▸ REQUIRED TASK A
Retype the following biography of Verónica Echegui in full, with no changes.

▸ TEXT SEGMENT
★ ★ ★ ★ ★ ★ ★
Verónica Fernández Echegaray (born 16 June 1983), known professionally as Verónica Echegui, is a Spanish actress. Since making her feature film debut as the title character of the 2006 drama My Name Is Juani she has featured in films such as My Prison Yard, Kathmandu Lullaby, Family United, Unknown Origins and My Heart Goes Boom!.

In 2021, she debuted as a director with the short film , which won the Goya Award for Best Fictional Short Film.

Early life 
Verónica Fernández Echegaray (her real name) was born in Madrid on 16 June 1983. Her father is a lawyer and her mother a civil servant. In a 2015 interview she said she wanted to be an actress since she was eight but her parents wanted her "to study a career. My great-auntie was dying and told me I had to do what I wanted, although I must not tell my mother". 
Moving to London, she trained at the Royal Academy of Dramatic Arts, while working as a waitress and as a dog-walker.

Career 
Echegui was discovered by Spanish director Bigas Luna, who cast her in the 2006 film My Name Is Juani, for which she was nominated Goya Award for Best New Actress and won multiple awards including Milan International Film Festival Award for Best Actress

In 2009, she made herself known to British audiences in the Mighty Boosh film spin-off Bunny and the Bull. Starring alongside Boosh mainstays Noel Fielding, Simon Farnaby and Julian Barratt, she played a foul-mouthed waitress caught up in a bizarre, hallucinogenic road trip involving a kidnapped stuffed bear, jars of urine, deranged tramps and dogs. At the 59th Berlin International Film Festival, she was one of ten young European actors honoured with the Shooting Stars Award.
★ ★ ★ ★ ★ ★ ★
▸ EXERCISE DATA
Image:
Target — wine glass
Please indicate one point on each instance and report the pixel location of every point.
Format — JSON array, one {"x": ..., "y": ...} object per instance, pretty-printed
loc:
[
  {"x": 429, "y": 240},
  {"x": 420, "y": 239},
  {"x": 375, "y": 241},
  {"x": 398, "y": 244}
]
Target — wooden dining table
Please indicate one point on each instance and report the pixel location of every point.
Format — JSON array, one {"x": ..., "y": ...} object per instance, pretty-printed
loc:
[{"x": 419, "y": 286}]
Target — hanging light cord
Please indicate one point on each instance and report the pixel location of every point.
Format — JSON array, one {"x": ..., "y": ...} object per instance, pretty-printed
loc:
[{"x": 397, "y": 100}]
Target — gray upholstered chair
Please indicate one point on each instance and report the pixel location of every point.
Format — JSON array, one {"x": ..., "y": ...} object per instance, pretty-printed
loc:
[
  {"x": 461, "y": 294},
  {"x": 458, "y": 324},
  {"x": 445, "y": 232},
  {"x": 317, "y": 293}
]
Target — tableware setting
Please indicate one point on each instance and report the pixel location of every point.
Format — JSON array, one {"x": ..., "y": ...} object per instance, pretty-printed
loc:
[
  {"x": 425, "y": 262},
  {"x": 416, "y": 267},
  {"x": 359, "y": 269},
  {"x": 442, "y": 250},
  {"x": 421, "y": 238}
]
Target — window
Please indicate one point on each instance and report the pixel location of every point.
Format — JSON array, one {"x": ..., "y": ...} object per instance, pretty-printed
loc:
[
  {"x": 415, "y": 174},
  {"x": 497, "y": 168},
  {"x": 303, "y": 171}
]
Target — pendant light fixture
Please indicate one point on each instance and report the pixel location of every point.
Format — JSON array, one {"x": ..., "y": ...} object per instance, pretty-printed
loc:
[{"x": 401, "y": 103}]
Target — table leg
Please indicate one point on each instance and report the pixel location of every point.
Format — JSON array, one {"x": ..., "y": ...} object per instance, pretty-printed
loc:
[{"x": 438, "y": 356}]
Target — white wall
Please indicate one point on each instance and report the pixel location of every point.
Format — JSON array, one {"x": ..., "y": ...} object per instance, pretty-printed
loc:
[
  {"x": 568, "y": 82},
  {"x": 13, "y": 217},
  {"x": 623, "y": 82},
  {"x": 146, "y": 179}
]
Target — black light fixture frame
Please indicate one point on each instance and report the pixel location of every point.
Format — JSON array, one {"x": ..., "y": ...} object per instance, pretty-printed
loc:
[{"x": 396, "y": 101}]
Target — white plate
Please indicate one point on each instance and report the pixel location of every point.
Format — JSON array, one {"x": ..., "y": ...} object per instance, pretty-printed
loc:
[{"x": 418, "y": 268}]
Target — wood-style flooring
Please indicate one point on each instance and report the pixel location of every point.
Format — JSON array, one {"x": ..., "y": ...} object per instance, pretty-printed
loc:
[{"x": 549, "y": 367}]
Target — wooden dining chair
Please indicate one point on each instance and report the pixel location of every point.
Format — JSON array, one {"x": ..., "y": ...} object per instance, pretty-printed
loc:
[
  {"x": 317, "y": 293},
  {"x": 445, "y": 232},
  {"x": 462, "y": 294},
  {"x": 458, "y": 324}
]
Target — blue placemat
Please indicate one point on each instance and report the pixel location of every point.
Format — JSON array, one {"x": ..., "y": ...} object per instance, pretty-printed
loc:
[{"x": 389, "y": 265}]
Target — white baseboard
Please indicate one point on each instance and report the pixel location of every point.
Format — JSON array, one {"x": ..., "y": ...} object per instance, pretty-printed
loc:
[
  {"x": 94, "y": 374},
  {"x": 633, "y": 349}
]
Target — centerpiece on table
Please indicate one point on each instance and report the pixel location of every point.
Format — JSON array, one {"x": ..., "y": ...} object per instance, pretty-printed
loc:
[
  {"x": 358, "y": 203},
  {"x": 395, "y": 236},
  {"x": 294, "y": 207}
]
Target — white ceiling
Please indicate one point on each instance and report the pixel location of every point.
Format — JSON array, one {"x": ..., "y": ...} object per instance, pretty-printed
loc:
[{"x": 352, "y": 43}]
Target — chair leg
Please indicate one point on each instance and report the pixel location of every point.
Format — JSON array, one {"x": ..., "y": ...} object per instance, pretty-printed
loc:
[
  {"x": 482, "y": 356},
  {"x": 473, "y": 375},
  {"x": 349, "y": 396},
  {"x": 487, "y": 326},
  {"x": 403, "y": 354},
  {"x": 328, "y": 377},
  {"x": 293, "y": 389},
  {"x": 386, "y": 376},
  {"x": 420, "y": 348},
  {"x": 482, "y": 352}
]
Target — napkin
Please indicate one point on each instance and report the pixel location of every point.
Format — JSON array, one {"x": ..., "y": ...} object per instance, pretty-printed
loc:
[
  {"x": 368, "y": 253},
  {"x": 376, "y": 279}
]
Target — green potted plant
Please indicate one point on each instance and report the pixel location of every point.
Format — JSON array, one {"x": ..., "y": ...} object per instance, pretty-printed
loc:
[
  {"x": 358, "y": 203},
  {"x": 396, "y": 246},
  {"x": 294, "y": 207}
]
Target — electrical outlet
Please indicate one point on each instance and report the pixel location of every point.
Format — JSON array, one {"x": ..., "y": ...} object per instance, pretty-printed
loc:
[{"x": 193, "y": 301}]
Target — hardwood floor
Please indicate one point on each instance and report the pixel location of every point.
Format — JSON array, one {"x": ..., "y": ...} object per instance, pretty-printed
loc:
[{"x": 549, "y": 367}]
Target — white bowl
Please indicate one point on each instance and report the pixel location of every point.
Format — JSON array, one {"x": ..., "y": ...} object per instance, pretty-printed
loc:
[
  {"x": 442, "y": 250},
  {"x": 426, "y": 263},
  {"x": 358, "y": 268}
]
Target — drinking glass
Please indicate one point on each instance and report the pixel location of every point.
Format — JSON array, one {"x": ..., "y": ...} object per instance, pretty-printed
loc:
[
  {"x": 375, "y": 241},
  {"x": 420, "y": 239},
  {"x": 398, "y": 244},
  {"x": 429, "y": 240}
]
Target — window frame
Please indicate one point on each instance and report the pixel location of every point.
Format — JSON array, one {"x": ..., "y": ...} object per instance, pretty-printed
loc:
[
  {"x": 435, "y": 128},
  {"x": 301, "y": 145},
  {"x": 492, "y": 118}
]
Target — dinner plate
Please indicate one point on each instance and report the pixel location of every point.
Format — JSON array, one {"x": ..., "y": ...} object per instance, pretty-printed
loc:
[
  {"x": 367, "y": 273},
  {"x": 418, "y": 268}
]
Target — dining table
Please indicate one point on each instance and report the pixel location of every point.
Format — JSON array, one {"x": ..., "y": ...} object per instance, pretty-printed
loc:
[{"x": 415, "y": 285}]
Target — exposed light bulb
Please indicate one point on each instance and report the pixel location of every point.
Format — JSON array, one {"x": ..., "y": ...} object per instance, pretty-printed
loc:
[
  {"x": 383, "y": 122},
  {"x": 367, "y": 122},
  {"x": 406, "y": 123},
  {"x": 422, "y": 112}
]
★ ★ ★ ★ ★ ★ ★
▸ REQUIRED TASK B
Echo back the stretch of the listing from the line containing "Target — dinner plate" through the last line of the listing, character for character.

▸ FULL SOLUTION A
Verónica Fernández Echegaray (born 16 June 1983), known professionally as Verónica Echegui, is a Spanish actress. Since making her feature film debut as the title character of the 2006 drama My Name Is Juani she has featured in films such as My Prison Yard, Kathmandu Lullaby, Family United, Unknown Origins and My Heart Goes Boom!.

In 2021, she debuted as a director with the short film , which won the Goya Award for Best Fictional Short Film.

Early life 
Verónica Fernández Echegaray (her real name) was born in Madrid on 16 June 1983. Her father is a lawyer and her mother a civil servant. In a 2015 interview she said she wanted to be an actress since she was eight but her parents wanted her "to study a career. My great-auntie was dying and told me I had to do what I wanted, although I must not tell my mother". 
Moving to London, she trained at the Royal Academy of Dramatic Arts, while working as a waitress and as a dog-walker.

Career 
Echegui was discovered by Spanish director Bigas Luna, who cast her in the 2006 film My Name Is Juani, for which she was nominated Goya Award for Best New Actress and won multiple awards including Milan International Film Festival Award for Best Actress

In 2009, she made herself known to British audiences in the Mighty Boosh film spin-off Bunny and the Bull. Starring alongside Boosh mainstays Noel Fielding, Simon Farnaby and Julian Barratt, she played a foul-mouthed waitress caught up in a bizarre, hallucinogenic road trip involving a kidnapped stuffed bear, jars of urine, deranged tramps and dogs. At the 59th Berlin International Film Festival, she was one of ten young European actors honoured with the Shooting Stars Award.

▸ FULL SOLUTION B
Target — dinner plate
Please indicate one point on each instance and report the pixel location of every point.
Format — JSON array, one {"x": ..., "y": ...} object per instance, pretty-printed
loc:
[
  {"x": 367, "y": 273},
  {"x": 418, "y": 268}
]
Target — dining table
Please indicate one point on each instance and report the pixel location of every point.
Format — JSON array, one {"x": ..., "y": ...} object per instance, pretty-printed
loc:
[{"x": 415, "y": 285}]
Target — exposed light bulb
Please indicate one point on each instance and report the pixel location of every point.
Format — JSON array, one {"x": ..., "y": ...} object per instance, pretty-printed
loc:
[
  {"x": 383, "y": 122},
  {"x": 367, "y": 122},
  {"x": 406, "y": 123},
  {"x": 422, "y": 112}
]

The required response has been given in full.